- _EXCERPT_:
They were a good group, but only half of them made it back.
When the Palestine-Arabic Studies program coordinator at Birzeit University asked me to escort a group of thirty students to the Golan two days before the group was to leave, she gambled that I had the connections and the regional knowledge to lead a successful tour. I was the emergency choice to replace their normal guide, and all they knew about me when they asked was that I had volunteered at the Law Center and spoke a bit of Arabic. They told me the first stop was at the Arabic Studies Center, then left the rest of the trip for me to plan. Had they known I would lose half their students along the way, they might never have asked.
On the way up early Friday morning, I called the Center to verify that they knew we were coming, and the director notified me that they had prepared food for fifty students and surprise of surprises, my group was expected to pay for it. A half hour into my first tour, and I faced a riot in the ranks.
My speech went something like this: "Guys, you know I'm not part of the PAS office that supposedly coordinated this thing, and I personally think it's unfair to oblige you to pay for a lunch you weren't told about. But I hope you will anyway. The Arab Studies Center is ashamed even to ask us to pay, but they're in tough straits. They are fighting to hold onto their culture, and whether you eat or not, you can help them hold on by paying for lunch, even if you don't want to eat." In the end, my group of 30 students paid for 36 lunches, including mine. As I said, a good group.
The Arab Studies Center is located in a village called Majdal-Shams, the Village of the Sun, which clings to Mount Hermon, or Jabal al-Sheikh in Arabic. The village climbs up the side of the mountain, with zoningrestrictions forbidding them from buying or developing on better land (reserved for Israeli settlements). Crazy streets of crowded houses on stilts zig-zag up the mountain, the highest peak in Israel-Palestine, atop which high tech military listening posts compete with the only ski lift in the region.
The director of the Center, Dr. Tayseer, provided a slide show in which he described how the Israelis had occupied Golan and the resulting effects upon the Arab population, noting some ironic stories. Evidently, the Israelis imposed a tax on the rain water that the Arabs collected in their water tanks, but nobody knew who was supposed to pay. Likewise, the Israeli military had twice blown up the bronze statue in the town center, a monument to Arab martyrs, but it was recast three times and now guarded by the locals. The Center treated us to a sequence of Syrian dances by a group of young local girls, then gave us a tour of the town.
We went down to what the Golanis call the "Crying Hill." When the Israelis occupied the Golan, they divided the village of Majdal-Shams in half, with part going to the Syrians and part to the Israelis. The best land was down in the valley between the Crying Hill; now a mine field and barbed wire separates them. Golanis contact their relatives on the other side with megaphones, and an elaborate network of cell phones in Majdal-Shams notifies any family within minutes when their relatives come to call. Most of the people have not visited their families for thirty years. Every now and then, Dr. Tayseer told us, the Israelis run the bomb sirens when the Golani people try to talk to their relatives--just to annoy them.
After listening to the Golanis call out to their relatives for a while, we returned to the Center for lunch. Meanwhile, our bus driver slipped away for a nap, and when I went out to bring him food, he was nowhere to be seen on the one street in the village. Dr. Tayseer asked his assistant to help me search, and after a half hour of wandering down the hill, we found the bus hidden in the shade.

Data records
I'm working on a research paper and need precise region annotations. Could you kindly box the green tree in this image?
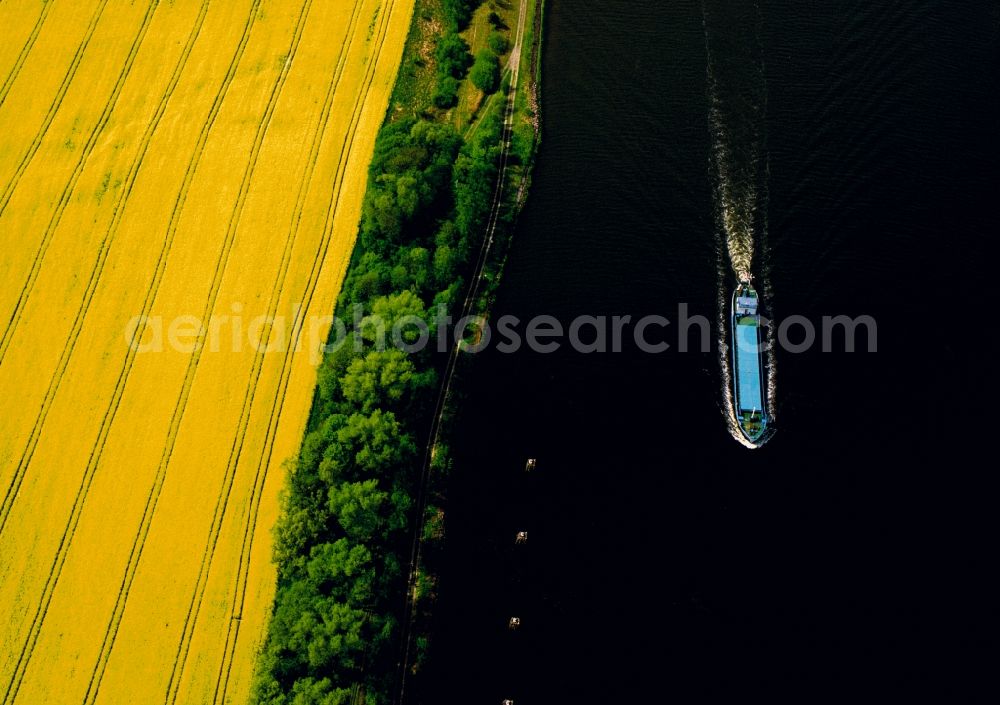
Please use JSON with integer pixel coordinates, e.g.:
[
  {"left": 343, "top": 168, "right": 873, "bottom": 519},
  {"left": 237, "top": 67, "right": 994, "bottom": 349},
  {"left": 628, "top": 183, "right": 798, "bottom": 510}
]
[
  {"left": 486, "top": 32, "right": 510, "bottom": 56},
  {"left": 469, "top": 49, "right": 500, "bottom": 94},
  {"left": 434, "top": 32, "right": 472, "bottom": 79},
  {"left": 361, "top": 289, "right": 427, "bottom": 344},
  {"left": 320, "top": 409, "right": 416, "bottom": 481},
  {"left": 342, "top": 348, "right": 416, "bottom": 414}
]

- _REQUIRED ACTIONS_:
A – In the account of the Golan trip, how many lunches did the group of 30 students end up paying for?
B – Pull out every line of the rows that contains the word "tree", counting a match only when the case is the same.
The account of the Golan trip and the rows have no connection to each other.

- _EXERCISE RESPONSES_:
A – 36 lunches.

B –
I'm working on a research paper and need precise region annotations. Could you kindly box the green tree in this image?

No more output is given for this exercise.